▸ WHAT THE TASK REQUIRES: Render every line of the records below as a numbered list, skipping blank lines and leaving out the pictures.
┌─ GIVEN DATA
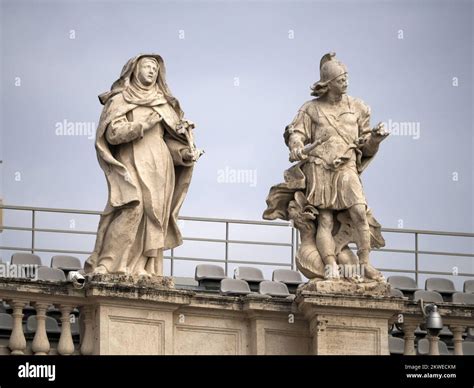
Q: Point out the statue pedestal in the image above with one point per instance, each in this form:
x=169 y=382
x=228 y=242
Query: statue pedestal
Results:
x=348 y=324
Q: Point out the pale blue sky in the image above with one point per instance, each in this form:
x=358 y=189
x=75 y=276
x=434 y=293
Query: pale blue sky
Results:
x=241 y=72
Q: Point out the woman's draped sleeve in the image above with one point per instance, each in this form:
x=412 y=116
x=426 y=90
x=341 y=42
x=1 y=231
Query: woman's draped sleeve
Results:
x=121 y=131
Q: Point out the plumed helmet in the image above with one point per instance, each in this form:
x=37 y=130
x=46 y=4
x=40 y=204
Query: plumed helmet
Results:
x=329 y=68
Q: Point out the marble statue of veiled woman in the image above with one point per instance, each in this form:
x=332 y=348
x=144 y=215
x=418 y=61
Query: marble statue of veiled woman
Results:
x=148 y=161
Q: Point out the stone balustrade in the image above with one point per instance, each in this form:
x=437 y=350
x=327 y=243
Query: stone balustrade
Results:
x=120 y=316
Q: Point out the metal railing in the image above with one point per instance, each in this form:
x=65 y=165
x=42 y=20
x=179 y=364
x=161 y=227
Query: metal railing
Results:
x=227 y=241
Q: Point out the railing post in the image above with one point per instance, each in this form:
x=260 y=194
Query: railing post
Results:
x=416 y=258
x=33 y=216
x=292 y=247
x=226 y=265
x=172 y=262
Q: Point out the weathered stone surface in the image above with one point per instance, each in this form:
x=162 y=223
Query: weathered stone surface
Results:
x=348 y=324
x=146 y=149
x=132 y=280
x=346 y=287
x=331 y=142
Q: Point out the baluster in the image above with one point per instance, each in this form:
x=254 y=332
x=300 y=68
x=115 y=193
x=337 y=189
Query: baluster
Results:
x=17 y=342
x=434 y=345
x=457 y=338
x=41 y=344
x=65 y=345
x=87 y=343
x=409 y=337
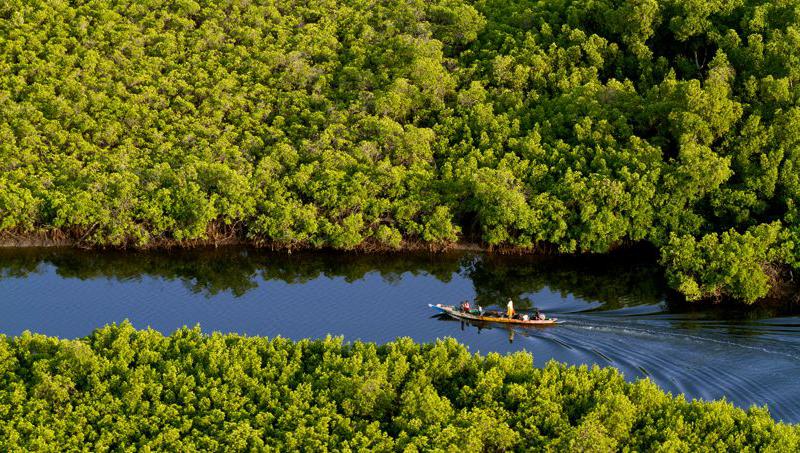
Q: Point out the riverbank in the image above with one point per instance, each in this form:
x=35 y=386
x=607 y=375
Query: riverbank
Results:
x=121 y=387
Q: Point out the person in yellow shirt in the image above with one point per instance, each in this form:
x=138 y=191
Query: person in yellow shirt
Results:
x=510 y=309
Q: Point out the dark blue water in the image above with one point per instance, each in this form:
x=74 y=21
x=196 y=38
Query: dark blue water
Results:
x=617 y=310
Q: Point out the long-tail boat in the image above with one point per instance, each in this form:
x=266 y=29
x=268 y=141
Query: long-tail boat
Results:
x=486 y=316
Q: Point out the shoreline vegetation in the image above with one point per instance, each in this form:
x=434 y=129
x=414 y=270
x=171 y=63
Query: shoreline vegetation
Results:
x=122 y=388
x=355 y=126
x=784 y=288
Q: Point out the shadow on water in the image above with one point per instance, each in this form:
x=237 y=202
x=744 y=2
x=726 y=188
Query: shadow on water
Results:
x=617 y=308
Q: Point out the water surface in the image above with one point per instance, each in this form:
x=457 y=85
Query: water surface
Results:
x=617 y=309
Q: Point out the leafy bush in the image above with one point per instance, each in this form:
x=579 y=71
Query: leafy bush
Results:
x=123 y=389
x=346 y=124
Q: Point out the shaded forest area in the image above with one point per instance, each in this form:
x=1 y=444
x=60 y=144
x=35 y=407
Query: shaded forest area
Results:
x=579 y=125
x=121 y=389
└─
▸ WRITTEN ANSWER:
1. Q: Point out the statue pedestal in the image above with one point per instance, each in this form:
2. x=169 y=382
3. x=228 y=242
4. Query: statue pedestal
5. Results:
6. x=348 y=324
7. Q: Point out the pale blue sky in the image above with one point per instance, each in this form:
8. x=358 y=189
9. x=75 y=276
10. x=434 y=293
11. Query: pale blue sky
12. Results:
13. x=241 y=72
14. Q: Point out the woman's draped sleeve in the image above with one point per instance, each in this form:
15. x=412 y=116
16. x=426 y=90
17. x=341 y=42
18. x=1 y=231
19. Query: woman's draped sleeve
20. Results:
21. x=121 y=131
22. Q: Point out the plumed helmet in the image above with one point per instance, each in this form:
23. x=37 y=130
24. x=46 y=4
25. x=40 y=204
26. Query: plumed helmet
27. Results:
28. x=329 y=68
29. Q: Point out the marble statue of veiled woman in the image above with one point per instance, each in this form:
30. x=332 y=348
31. x=144 y=215
32. x=418 y=61
33. Query: marble statue of veiled woman
34. Results:
35. x=148 y=161
36. Q: Point out the stone balustrade in the image above with one point per instance, each in this form:
37. x=437 y=350
38. x=327 y=243
39. Query: stone balustrade
40. Results:
41. x=120 y=316
42. Q: Point out the metal railing in the image above with one point per instance, each in this form:
43. x=65 y=165
44. x=42 y=20
45. x=179 y=364
46. x=161 y=227
47. Query: metal railing
48. Results:
49. x=227 y=241
50. Q: Point out the railing post in the image above with one point per instance, each in this form:
51. x=260 y=194
52. Query: railing post
53. Results:
54. x=416 y=258
55. x=33 y=216
56. x=292 y=247
57. x=226 y=265
58. x=172 y=262
59. Q: Point out the weathered stone surface in the image above with one point per instance, each in this form:
60. x=162 y=223
61. Query: weathered stone surface
62. Results:
63. x=348 y=324
64. x=146 y=149
65. x=132 y=280
66. x=346 y=287
67. x=331 y=142
68. Q: Point out the baluster in the image above with one point per instance, each in this form:
69. x=254 y=332
70. x=300 y=68
71. x=115 y=193
72. x=337 y=189
73. Query: baluster
74. Results:
75. x=17 y=342
76. x=434 y=345
77. x=457 y=338
78. x=41 y=344
79. x=65 y=345
80. x=87 y=343
81. x=409 y=337
82. Q: Point out the riverbank in the image above with one point per instance, each in this form:
83. x=35 y=386
84. x=607 y=375
85. Query: riverbank
86. Results:
87. x=121 y=387
88. Q: Point out the person in yellow shirt in the image above with one point per instance, each in this form:
89. x=138 y=191
90. Query: person in yellow shirt
91. Results:
92. x=510 y=309
93. Q: Point out the dark blue water in the image above with one point per instance, each in this form:
94. x=74 y=21
95. x=196 y=38
96. Query: dark blue water
97. Results:
98. x=617 y=310
99. Q: Point out the long-tail boat in the image above with one point per instance, each in this form:
100. x=266 y=29
101. x=268 y=141
102. Query: long-tail boat
103. Results:
104. x=486 y=316
105. Q: Point out the shoreline vegetation in the image above with one point per instance, each in this form:
106. x=434 y=129
107. x=414 y=270
108. x=171 y=63
109. Query: shoreline vegetation
110. Results:
111. x=122 y=388
112. x=355 y=126
113. x=784 y=288
114. Q: Point out the shadow on water in the image above with one point per instance, each in this form:
115. x=237 y=202
116. x=744 y=2
117. x=726 y=188
118. Query: shadow on water
119. Results:
120. x=617 y=308
121. Q: Point out the water surface in the image above with one point per instance, each in this form:
122. x=457 y=85
123. Query: water surface
124. Results:
125. x=617 y=309
126. Q: Point out the leafy bush in the image above with one point per instance, each in this form:
127. x=579 y=71
128. Query: leafy bush
129. Results:
130. x=123 y=389
131. x=346 y=124
132. Q: Point out the shaded forest area in the image above with one point per instance, each in this form:
133. x=1 y=444
134. x=60 y=144
135. x=35 y=407
136. Query: shaded forest area
137. Results:
138. x=579 y=125
139. x=121 y=389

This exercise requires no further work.